What you need to do.
1) From the bug report below, list every distinct name that follows "Updated by".
2) Retype the part of the bug report below that opens with the words containing "This can be" and closes with "it's more appropriate.".

Extract provided.

○ ○ ○ ○ ○ ○ ○

Bug #62710
closedmultisite replication is super slow when some of the rgws configured in zonegroup are down
0%
Description
Multisite replication is super slow when some of the rgws configured in zonegroup are down.
This can be reproduces with the main branch (as of Aug. 29th, 2023).
- 2 clusters
- each cluster has 3 rgw nodes, and 16 rgw instances per node (with 8 client-facing on the primary site)
- all rgw instances are added in the zonegroup settings
- shutdown all the rgw instances on one primary rgw node
- cosbench write only, 15 users, 30 workers, 600 seconds
- generated 1800 buckets, >2 million objects
Replication lag:
The replication still not done 50 mins after the client traffic finished
Updated by Jane Zhu over 2 years ago
I set the severity of this issue to Major because the issue results in significant replication lag. But it does have a walkaround, which is to remove the downed rgws from the zonegroup settings. So please free to change it to Minor if you think it's more appropriate.
Updated by Jane Zhu over 2 years ago
I accidently put this in a wrong project. Can somebody please move it to "rgw" project? Thanks!
Updated by Neha Ojha over 2 years ago
- Project changed from teuthology to rgw
- Status changed from New to Fix Under Review
- Pull request ID set to 53320
Updated by Casey Bodley about 2 years ago
- Status changed from Fix Under Review to Resolved
Updated by Soumya Koduri almost 2 years ago
@Jane,
The below changes - https://github.com/ceph/ceph/pull/53320/commits/e200499bb3c5703862b92a4d7fb534d98601f1bf seem to have caused regression in LC/cloud-transition code - https://tracker.ceph.com/issues/65251.
if (diff >= CONN_STATUS_EXPIRE_SECS) {
endpoints_status[endpoint].store(ceph::real_clock::zero());
ldout(cct, 10) << "endpoint " << endpoint << " unconnectable status expired. mark it connectable" << dendl;
break;
}
<<<
Even though there is valid endpoint, since the updated time is < 2sec, it returned null RGWRESTStreamS3PutObj pointer resulting in crash in tier code. The crash can be avoided with an extra check but it would still return error failing the transition request at times.
Could you please explain why the above check is needed and if needs to be modified to handle the LC cloud transition and perhaps cloud-sync too (which uses similar routines). Thanks!
Updated by Upkeep Bot 8 months ago
- Merge Commit set to d3256c484136a1b32b79a904861f681a9248ba3c
- Fixed In set to v19.0.0-842-gd3256c48413
- Released In set to v19.2.0~869
- Upkeep Timestamp set to 2025-07-11T22:09:13+00:00

○ ○ ○ ○ ○ ○ ○

Stored items from a collection:
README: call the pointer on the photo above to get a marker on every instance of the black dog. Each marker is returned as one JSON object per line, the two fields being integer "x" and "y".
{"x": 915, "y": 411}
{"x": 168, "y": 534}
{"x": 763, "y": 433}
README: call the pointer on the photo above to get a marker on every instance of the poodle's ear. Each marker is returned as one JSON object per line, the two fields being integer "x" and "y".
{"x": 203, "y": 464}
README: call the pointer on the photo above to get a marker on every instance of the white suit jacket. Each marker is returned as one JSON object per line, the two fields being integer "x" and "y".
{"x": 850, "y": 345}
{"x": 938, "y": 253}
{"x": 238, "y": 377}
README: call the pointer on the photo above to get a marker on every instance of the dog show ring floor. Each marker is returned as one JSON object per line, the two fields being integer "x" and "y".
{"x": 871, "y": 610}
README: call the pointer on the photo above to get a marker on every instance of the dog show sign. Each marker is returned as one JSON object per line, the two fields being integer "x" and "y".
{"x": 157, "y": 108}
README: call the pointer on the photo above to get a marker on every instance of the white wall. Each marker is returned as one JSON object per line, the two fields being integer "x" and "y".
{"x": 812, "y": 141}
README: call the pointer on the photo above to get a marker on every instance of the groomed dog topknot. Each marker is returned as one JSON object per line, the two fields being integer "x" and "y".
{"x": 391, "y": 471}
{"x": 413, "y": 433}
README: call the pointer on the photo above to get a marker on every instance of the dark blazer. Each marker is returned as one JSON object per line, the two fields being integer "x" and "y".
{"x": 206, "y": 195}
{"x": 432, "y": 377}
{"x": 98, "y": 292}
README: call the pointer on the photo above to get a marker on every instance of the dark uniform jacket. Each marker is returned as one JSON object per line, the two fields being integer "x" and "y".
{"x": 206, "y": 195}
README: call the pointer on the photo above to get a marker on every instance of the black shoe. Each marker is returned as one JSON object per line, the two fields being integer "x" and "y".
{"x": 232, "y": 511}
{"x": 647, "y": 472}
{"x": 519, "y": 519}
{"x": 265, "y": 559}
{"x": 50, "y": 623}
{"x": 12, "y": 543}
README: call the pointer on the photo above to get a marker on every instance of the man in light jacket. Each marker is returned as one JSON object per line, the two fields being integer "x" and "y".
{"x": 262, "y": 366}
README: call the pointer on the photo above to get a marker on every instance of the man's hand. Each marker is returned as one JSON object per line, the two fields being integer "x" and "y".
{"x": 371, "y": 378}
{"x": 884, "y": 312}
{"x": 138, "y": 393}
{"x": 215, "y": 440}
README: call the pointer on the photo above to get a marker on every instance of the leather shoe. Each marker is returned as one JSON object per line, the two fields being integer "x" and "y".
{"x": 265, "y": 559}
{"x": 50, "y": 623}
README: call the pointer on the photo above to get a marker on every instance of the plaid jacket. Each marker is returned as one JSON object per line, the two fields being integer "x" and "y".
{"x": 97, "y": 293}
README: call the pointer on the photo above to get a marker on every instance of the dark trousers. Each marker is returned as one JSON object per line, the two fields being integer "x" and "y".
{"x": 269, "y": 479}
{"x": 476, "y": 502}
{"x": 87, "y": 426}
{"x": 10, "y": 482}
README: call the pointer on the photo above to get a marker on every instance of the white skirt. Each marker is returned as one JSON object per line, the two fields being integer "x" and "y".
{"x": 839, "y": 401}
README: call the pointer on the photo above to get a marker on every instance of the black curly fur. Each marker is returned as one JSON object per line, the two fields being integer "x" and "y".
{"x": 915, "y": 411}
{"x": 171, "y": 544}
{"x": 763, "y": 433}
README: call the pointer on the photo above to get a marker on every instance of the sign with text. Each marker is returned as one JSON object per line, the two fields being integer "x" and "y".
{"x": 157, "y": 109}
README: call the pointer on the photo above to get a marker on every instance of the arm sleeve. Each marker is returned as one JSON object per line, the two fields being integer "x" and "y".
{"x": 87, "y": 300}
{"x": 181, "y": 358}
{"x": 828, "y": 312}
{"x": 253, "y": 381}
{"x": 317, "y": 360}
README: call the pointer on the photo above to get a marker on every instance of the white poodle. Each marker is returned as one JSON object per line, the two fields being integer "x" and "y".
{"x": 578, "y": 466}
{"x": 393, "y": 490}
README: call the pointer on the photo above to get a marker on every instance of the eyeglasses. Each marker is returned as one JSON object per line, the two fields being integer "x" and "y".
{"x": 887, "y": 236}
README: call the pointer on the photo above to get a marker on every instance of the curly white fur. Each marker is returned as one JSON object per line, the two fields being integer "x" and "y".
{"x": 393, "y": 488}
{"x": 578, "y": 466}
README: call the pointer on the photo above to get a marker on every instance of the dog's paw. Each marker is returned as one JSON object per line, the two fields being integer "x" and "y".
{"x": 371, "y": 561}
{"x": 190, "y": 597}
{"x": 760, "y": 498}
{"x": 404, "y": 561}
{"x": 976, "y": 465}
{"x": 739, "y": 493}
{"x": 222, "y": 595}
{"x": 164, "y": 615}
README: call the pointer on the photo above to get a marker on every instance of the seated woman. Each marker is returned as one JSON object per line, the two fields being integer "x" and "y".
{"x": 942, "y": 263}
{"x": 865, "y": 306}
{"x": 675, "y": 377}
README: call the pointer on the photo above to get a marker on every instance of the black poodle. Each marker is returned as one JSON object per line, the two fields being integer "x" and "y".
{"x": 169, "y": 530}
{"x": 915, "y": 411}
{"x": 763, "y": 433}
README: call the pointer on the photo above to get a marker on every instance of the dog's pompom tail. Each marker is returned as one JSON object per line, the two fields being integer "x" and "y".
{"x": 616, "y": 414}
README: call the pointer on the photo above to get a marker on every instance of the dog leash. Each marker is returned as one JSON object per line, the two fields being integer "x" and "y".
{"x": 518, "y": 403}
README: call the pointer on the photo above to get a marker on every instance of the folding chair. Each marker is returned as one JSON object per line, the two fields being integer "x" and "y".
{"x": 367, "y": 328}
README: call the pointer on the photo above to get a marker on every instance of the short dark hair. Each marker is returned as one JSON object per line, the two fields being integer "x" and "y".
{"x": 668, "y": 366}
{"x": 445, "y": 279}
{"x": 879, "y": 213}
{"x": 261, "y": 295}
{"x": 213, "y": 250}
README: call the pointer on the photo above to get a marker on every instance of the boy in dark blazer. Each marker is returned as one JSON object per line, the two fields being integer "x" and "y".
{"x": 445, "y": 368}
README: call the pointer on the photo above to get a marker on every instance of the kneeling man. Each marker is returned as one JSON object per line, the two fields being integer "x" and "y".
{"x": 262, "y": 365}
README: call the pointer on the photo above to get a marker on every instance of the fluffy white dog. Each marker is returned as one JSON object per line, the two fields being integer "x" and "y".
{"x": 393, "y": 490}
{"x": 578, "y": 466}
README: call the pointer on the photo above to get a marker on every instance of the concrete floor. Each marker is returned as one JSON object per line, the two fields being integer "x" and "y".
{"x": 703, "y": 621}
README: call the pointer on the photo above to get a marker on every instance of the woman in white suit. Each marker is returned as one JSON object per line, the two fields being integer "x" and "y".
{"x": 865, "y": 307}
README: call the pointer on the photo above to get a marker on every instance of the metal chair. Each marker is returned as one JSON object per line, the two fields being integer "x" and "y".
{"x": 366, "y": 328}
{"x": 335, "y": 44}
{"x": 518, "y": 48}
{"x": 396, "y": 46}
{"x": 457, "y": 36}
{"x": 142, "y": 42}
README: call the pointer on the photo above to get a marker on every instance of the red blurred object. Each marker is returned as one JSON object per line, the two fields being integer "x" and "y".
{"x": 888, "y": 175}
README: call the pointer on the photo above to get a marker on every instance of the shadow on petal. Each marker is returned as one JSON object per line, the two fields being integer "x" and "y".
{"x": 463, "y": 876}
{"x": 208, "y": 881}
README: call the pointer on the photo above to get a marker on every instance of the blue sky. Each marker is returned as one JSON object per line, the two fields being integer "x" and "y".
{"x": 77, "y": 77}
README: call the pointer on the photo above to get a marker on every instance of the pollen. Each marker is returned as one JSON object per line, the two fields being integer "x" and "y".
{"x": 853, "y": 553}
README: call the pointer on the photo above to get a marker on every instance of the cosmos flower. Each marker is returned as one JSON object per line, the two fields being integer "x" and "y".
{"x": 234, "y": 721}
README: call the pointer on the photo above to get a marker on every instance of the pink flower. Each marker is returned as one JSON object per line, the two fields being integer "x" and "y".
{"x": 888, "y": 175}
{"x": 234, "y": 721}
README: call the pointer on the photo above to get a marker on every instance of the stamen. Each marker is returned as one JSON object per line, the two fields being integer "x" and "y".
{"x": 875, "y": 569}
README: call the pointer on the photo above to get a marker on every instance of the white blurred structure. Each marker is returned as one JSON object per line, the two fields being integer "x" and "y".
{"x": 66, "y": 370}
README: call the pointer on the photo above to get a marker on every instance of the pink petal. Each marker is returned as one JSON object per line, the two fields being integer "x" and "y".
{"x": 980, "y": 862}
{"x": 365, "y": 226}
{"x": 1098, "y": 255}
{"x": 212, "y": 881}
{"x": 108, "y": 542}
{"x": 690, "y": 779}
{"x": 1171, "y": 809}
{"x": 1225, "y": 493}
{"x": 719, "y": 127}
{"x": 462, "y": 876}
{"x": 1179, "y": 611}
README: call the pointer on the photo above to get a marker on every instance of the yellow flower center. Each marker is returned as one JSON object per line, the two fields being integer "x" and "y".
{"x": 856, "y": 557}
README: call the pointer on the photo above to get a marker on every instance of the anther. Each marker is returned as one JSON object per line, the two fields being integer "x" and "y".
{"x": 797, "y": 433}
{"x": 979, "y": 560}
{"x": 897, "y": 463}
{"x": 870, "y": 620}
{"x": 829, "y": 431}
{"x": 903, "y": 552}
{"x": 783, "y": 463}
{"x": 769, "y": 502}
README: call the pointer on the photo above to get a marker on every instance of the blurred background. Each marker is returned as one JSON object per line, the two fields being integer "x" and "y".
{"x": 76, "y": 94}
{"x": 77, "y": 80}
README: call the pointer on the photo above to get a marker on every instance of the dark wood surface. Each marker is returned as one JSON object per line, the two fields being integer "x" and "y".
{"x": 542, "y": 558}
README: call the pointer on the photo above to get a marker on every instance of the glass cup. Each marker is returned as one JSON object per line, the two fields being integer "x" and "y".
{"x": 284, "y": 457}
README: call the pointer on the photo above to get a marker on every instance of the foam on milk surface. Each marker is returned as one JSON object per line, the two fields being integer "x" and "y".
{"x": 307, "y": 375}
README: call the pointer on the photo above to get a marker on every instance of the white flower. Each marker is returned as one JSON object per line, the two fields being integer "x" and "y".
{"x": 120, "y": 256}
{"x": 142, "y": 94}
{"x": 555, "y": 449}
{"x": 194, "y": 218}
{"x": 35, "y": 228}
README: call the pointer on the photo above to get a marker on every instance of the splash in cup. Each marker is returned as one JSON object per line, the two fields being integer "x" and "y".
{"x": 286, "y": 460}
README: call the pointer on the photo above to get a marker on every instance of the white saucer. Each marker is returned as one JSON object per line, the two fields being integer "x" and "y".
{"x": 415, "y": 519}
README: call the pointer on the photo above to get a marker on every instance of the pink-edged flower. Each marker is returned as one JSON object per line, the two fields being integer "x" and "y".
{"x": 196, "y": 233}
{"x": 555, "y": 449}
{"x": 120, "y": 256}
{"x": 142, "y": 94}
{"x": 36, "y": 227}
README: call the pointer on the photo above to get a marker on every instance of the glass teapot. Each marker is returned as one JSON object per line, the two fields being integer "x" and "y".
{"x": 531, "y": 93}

○ ○ ○ ○ ○ ○ ○

Results for each task.
1) Jane Zhu, Neha Ojha, Casey Bodley, Soumya Koduri, Upkeep Bot

2)
This can be reproduces with the main branch (as of Aug. 29th, 2023).
- 2 clusters
- each cluster has 3 rgw nodes, and 16 rgw instances per node (with 8 client-facing on the primary site)
- all rgw instances are added in the zonegroup settings
- shutdown all the rgw instances on one primary rgw node
- cosbench write only, 15 users, 30 workers, 600 seconds
- generated 1800 buckets, >2 million objects
Replication lag:
The replication still not done 50 mins after the client traffic finished
Updated by Jane Zhu over 2 years ago
I set the severity of this issue to Major because the issue results in significant replication lag. But it does have a walkaround, which is to remove the downed rgws from the zonegroup settings. So please free to change it to Minor if you think it's more appropriate.